• Tareas y ejercicios:
**A)** Reproduce sin cambios el fragmento del texto sobre la industria del tabaco que va desde "El cine también" hasta "la autodestrucción colectiva.", ambas partes incluidas.
**B)** Enumera todos los frentes en los que, según el texto sobre la industria del tabaco, continúa la batalla contra el consumo de tabaco.

• Texto de lectura:

>>>

El cine también contribuyó a esta reconfiguración moral. En filmes como Thank You for Smoking (2005), la industria tabacalera aparece como el epítome de la manipulación corporativa. El cigarro, antes objeto de deseo, se convirtió en símbolo de la hipocresía empresarial y la autodestrucción colectiva.


Hoy, menos del 12% de los adultos estadounidenses fuma, una cifra que representa una victoria parcial, pero no definitiva. La batalla continúa en otros frentes: los cigarrillos electrónicos, las nuevas formas de marketing digital y la persistencia del consumo entre jóvenes y comunidades vulnerables.


Como todo imperio que se niega a morir, la industria del tabaco ha sabido reinventarse. En el siglo XXI, el enemigo ya no es el cigarro tradicional, sino el vapeo y los dispositivos electrónicos. Empresas como JUUL lograron seducir a una nueva generación con el mismo argumento de siempre: modernidad, libertad y seguridad.


Presentados como una alternativa “menos dañina”, los cigarrillos electrónicos se convirtieron en una moda entre adolescentes y adultos jóvenes. Su diseño futurista, los sabores frutales y las campañas en redes sociales —con influencers en lugar de vaqueros— crearon una nueva dependencia: la de la nicotina digital.

<<<

• Datos para examinar:

>>>

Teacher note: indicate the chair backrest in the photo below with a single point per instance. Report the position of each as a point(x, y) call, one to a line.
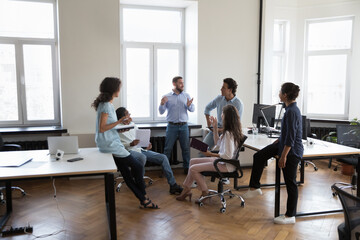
point(240, 147)
point(348, 135)
point(351, 206)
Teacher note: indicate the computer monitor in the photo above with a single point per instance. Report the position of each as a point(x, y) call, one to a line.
point(305, 127)
point(269, 113)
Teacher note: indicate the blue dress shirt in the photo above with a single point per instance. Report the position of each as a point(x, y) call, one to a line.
point(291, 131)
point(219, 102)
point(176, 107)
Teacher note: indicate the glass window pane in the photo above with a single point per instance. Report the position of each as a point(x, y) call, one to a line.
point(277, 77)
point(38, 82)
point(8, 84)
point(330, 35)
point(144, 25)
point(167, 69)
point(26, 19)
point(326, 84)
point(138, 81)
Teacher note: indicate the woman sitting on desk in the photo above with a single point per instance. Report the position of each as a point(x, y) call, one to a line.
point(108, 141)
point(290, 150)
point(228, 142)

<<<

• Tus respuestas:
**A)**
El cine también contribuyó a esta reconfiguración moral. En filmes como Thank You for Smoking (2005), la industria tabacalera aparece como el epítome de la manipulación corporativa. El cigarro, antes objeto de deseo, se convirtió en símbolo de la hipocresía empresarial y la autodestrucción colectiva.

**B)**
- los cigarrillos electrónicos
- las nuevas formas de marketing digital
- la persistencia del consumo entre jóvenes y comunidades vulnerables